● DIRECTIONS:
Go through the lines below and tally those containing the string "noun". Respond with the number only.

[Stored items]
_ _ _ _

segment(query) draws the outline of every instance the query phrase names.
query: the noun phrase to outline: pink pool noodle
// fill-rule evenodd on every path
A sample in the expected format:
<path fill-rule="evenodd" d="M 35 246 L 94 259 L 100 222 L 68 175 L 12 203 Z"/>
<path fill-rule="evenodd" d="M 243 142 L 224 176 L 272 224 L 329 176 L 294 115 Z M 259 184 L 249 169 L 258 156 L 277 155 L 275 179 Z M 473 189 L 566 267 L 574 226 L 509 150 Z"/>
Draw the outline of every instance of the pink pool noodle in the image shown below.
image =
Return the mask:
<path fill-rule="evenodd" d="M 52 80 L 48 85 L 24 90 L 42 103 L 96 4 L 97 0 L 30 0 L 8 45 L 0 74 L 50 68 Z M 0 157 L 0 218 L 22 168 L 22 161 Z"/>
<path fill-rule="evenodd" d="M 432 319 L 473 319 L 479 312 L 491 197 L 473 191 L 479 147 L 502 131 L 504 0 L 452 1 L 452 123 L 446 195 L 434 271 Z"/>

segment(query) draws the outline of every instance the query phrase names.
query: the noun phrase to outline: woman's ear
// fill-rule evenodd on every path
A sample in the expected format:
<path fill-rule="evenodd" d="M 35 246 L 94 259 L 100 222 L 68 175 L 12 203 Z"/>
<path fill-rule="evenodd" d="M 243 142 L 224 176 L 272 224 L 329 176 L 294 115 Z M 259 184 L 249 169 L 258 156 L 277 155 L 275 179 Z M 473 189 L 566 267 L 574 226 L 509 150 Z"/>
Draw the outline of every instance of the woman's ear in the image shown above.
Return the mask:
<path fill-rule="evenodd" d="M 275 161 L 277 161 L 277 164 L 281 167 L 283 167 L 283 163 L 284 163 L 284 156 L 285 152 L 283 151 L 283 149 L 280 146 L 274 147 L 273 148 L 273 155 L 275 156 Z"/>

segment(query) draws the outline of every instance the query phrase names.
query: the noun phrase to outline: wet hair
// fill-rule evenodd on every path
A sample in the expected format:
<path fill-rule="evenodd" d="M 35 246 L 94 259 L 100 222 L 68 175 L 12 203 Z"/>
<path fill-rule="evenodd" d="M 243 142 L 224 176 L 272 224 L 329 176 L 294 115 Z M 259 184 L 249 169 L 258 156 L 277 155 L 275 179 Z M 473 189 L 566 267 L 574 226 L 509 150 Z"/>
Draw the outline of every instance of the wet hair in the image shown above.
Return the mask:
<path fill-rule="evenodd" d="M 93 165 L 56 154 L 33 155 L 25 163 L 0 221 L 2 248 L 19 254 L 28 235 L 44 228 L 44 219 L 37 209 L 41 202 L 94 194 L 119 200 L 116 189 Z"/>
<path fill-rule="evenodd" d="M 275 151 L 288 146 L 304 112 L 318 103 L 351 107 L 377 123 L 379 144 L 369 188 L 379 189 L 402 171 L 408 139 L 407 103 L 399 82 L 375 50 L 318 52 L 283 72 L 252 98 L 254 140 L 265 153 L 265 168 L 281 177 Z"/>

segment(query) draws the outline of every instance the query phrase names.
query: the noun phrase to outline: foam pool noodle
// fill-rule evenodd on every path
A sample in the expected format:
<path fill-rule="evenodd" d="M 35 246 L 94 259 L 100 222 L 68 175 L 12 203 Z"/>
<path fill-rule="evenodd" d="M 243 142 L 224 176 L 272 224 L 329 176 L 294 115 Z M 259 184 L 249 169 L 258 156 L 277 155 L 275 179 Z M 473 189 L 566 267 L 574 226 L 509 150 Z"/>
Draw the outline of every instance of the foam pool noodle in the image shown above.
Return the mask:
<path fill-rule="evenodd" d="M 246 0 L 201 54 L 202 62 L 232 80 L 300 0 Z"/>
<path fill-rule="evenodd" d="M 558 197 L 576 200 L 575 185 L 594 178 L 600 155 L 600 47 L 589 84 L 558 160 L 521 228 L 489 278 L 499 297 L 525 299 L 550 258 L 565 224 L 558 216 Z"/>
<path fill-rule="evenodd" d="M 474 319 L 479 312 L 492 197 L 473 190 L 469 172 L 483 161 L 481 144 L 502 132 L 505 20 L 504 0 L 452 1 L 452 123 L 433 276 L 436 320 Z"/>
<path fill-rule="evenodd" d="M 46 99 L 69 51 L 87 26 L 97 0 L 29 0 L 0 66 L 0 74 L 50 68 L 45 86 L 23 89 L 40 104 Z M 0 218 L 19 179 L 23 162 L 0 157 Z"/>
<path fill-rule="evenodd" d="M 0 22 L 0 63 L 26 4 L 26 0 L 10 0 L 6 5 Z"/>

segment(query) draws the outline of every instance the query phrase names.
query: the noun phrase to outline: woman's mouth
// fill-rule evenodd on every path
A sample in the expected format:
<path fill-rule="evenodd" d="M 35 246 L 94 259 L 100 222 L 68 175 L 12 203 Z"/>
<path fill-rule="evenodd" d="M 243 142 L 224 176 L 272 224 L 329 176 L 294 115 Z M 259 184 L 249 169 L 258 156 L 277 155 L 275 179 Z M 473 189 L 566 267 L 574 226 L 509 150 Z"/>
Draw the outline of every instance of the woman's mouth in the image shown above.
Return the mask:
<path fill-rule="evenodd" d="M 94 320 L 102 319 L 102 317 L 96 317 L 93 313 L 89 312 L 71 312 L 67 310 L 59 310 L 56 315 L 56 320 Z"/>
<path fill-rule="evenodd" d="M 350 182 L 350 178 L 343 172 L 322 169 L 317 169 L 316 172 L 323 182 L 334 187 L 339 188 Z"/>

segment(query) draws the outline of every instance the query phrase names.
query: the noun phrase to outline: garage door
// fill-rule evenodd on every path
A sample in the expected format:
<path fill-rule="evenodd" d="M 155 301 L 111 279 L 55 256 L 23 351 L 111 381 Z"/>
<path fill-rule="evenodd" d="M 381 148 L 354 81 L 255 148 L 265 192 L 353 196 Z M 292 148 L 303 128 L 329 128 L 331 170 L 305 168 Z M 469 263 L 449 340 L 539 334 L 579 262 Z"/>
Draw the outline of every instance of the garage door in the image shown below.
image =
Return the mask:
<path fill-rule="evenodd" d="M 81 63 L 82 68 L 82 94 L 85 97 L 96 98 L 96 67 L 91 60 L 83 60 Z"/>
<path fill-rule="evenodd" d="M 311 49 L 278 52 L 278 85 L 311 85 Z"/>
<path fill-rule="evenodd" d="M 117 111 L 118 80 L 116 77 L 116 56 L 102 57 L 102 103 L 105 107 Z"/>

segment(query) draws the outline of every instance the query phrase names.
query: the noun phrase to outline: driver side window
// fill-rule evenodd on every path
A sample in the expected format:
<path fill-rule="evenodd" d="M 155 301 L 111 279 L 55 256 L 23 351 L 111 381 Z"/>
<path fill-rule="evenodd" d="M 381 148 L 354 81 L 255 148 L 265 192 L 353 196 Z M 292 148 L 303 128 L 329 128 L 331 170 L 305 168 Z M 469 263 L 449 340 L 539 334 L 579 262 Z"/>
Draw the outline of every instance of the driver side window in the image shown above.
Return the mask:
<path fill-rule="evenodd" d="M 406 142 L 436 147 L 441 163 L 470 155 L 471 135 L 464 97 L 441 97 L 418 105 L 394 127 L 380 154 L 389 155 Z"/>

_ _ _ _

● RESPONSE TO THIS TASK:
7